*What is being asked*: Return every line of the data exactly as it appears.

Dataset entries:
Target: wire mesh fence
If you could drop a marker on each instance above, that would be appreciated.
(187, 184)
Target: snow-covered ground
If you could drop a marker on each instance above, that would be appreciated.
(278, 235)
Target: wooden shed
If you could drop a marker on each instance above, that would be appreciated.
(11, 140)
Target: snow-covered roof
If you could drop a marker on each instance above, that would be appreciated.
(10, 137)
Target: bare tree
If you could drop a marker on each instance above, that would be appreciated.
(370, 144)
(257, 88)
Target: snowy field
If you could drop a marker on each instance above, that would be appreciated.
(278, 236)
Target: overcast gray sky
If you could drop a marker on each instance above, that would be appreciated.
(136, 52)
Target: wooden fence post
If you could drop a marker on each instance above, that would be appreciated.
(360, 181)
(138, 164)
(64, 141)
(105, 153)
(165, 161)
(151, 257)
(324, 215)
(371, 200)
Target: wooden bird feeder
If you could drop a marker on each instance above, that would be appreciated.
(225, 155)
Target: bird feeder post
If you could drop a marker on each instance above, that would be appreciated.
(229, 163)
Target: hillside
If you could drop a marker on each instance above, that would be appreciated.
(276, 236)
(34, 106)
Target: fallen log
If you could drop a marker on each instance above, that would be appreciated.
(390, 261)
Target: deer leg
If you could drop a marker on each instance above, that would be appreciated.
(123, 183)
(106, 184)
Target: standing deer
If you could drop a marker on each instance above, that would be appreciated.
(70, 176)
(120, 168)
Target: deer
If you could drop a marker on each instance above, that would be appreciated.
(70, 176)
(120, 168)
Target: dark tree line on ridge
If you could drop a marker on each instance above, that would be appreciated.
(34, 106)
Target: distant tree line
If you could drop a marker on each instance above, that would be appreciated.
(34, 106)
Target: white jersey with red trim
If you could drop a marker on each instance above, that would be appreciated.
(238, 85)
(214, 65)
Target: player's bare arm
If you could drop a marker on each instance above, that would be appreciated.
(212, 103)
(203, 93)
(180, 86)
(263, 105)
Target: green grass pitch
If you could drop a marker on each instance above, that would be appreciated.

*Solution*:
Target: wire mesh fence
If you could drop a marker on each instance above, that would be appreciated.
(187, 184)
Target: snow-covered ground
If you could drop a marker on each instance above, that would be appreciated.
(278, 235)
Target: wooden shed
If you could drop a marker on each instance above, that would be appreciated.
(11, 140)
Target: snow-covered roof
If you could drop a marker on each instance above, that would be appreciated.
(10, 137)
Target: bare tree
If you could drop a marker on each instance above, that would be appreciated.
(370, 144)
(257, 88)
Target: snowy field
If you could drop a marker on each instance above, that would be appreciated.
(278, 236)
Target: overcast gray sky
If you could drop a marker on each instance above, that would be appreciated.
(136, 52)
Target: wooden fence post
If you could drop a marker on each instance above, that would be appreciated.
(360, 181)
(138, 164)
(64, 141)
(105, 153)
(165, 161)
(151, 257)
(324, 215)
(371, 200)
Target: wooden bird feeder
If you could drop a marker on each instance above, that would be appreciated.
(225, 155)
Target: bird feeder post
If you could drop a marker on each instance above, that would be appreciated.
(229, 163)
Target: hillside
If you could drop a marker on each instance above, that would be appreciated.
(276, 236)
(34, 106)
Target: fallen log
If you could drop a marker on each instance above, that would be appreciated.
(390, 261)
Target: deer leg
If you could drop a marker on each instance above, that would be appreciated.
(123, 183)
(106, 184)
Target: standing deer
If you could drop a marker on each instance above, that would be appreciated.
(70, 176)
(120, 168)
Target: deer
If you could drop a marker on each instance above, that would be appreciated.
(70, 176)
(120, 168)
Target: dark tree line on ridge
If you could drop a marker on each instance above, that would be appreciated.
(34, 106)
Target: distant tree line
If you could drop a marker on each instance above, that would be appreciated.
(34, 106)
Target: white jersey with red trim
If you could drop a marker on each instance above, that would be appreciated.
(238, 85)
(214, 65)
Target: player's bare arm
If you could drop a marker on each instance above, that would be appreciated.
(212, 103)
(203, 93)
(180, 86)
(263, 105)
Target: green grass pitch
If you could drop a marker on each instance above, that would be appreciated.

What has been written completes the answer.